*SHORT EXERCISE 1*
How would you restate the block in the retail analysis notebook that begins "# Step 2: File Paths" as a short list that keeps its main points?
*SHORT EXERCISE 2*
Can you copy everything in the retail analysis notebook from "dataset = pd.read_csv(DATA_DIR" down to "return pd.read_csv(path)", word for word?

In [2]:
# Step 1: Recommended Project Structure

# Create this structure (VERY IMPORTANT):

In [3]:
# retail_analysis/
# │
# ├── data/
# │   ├── raw/
# │   │   └── retail_sales.csv
# │   └── processed/
# │       └── retail_sales_clean.csv
# │
# ├── src/
# │   ├── load.py
# │   ├── clean.py
# │   ├── features.py
# │   ├── validate.py
# │   ├── analyze.py
# │   └── pipeline.py
# │
# ├── output/
# │   ├── reports/
# │   └── figures/
# │
# ├── notebooks/
# │   └── exploration.ipynb
# │
# └── README.md

In [4]:
# Step 2: File Paths (Avoid Hardcoding)
import pandas as pd
# Bad:
df = pd.read_csv("Datasets/retail_sales_dataset.csv")

# Good:
from pathlib import Path

DATA_DIR = Path("Datasets")
dataset = pd.read_csv(DATA_DIR / "retail_sales_dataset.csv")

In [9]:
# Step 3: Convert Notebook Code into Scripts

# load.py
def load_data(path):
    return pd.read_csv(path)

In [11]:
# clean.py
def clean_data(df):
    dataset['Date'] = pd.to_datetime(dataset['Date'])
    return dataset.dropna()

*ENTRIES SHOWN*
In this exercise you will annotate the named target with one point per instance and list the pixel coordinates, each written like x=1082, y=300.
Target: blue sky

* * *

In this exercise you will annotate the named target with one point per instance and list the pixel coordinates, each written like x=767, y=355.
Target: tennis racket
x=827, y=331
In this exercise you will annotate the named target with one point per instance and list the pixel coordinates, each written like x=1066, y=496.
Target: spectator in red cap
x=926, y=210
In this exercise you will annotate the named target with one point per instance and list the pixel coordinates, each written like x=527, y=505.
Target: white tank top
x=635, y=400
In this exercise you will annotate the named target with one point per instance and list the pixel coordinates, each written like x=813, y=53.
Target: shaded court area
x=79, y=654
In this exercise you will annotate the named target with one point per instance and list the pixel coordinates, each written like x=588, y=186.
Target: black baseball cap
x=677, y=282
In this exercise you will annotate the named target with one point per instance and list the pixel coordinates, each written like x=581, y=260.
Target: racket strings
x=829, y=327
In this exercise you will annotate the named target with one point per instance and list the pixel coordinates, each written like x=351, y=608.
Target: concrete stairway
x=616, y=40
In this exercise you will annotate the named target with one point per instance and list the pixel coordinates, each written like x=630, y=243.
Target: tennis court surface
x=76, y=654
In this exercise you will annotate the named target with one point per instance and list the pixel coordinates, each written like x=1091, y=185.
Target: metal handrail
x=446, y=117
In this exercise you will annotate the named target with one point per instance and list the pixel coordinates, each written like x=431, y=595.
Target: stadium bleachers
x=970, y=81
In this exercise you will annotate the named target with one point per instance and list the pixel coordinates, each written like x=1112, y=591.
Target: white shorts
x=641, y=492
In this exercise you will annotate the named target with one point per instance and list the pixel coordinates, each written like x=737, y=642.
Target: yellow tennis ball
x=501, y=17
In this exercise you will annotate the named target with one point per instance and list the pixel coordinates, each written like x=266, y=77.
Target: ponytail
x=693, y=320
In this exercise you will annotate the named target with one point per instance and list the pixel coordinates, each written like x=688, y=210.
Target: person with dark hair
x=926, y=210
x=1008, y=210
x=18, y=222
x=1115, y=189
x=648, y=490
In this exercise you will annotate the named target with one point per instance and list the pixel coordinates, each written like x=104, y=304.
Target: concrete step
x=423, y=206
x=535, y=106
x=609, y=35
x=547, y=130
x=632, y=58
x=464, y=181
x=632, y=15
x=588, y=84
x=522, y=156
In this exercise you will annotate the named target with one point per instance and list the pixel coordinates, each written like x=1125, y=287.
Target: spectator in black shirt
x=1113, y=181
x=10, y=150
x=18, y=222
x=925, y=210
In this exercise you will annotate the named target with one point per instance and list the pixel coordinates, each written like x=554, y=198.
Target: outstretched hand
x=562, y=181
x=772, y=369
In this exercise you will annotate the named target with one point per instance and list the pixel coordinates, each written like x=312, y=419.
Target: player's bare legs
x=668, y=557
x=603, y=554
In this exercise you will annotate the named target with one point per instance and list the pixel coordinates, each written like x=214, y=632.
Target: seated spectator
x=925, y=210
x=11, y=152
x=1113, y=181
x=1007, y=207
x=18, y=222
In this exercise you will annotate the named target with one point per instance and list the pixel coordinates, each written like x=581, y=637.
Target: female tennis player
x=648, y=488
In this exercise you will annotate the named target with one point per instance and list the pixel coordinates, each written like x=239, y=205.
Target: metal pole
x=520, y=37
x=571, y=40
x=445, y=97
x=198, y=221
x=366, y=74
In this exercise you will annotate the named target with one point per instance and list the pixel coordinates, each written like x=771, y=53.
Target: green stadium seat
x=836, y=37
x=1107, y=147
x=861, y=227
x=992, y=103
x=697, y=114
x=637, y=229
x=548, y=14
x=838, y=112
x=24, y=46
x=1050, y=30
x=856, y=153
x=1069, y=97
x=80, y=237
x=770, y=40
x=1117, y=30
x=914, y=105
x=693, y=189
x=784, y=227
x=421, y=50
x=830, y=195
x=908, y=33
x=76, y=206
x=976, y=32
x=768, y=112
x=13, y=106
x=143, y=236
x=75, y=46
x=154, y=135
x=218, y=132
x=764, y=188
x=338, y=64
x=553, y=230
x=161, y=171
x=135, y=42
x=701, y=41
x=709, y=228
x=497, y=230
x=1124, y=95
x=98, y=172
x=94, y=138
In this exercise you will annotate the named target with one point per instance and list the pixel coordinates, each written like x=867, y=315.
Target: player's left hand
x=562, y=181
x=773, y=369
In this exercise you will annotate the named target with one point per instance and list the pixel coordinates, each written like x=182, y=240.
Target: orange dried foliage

*EXPECTED ANSWER 1*
- Purpose: avoid hardcoding file paths (pandas is imported as pd).
- Bad: the full path string goes straight into the call, as in `pd.read_csv("Datasets/retail_sales_dataset.csv")`.
- Good: import `Path` from `pathlib`, set `DATA_DIR = Path("Datasets")`, then read the file with `pd.read_csv(DATA_DIR / "retail_sales_dataset.csv")`.

*EXPECTED ANSWER 2*
dataset = pd.read_csv(DATA_DIR / "retail_sales_dataset.csv")

In [9]:
# Step 3: Convert Notebook Code into Scripts

# load.py
def load_data(path):
    return pd.read_csv(path)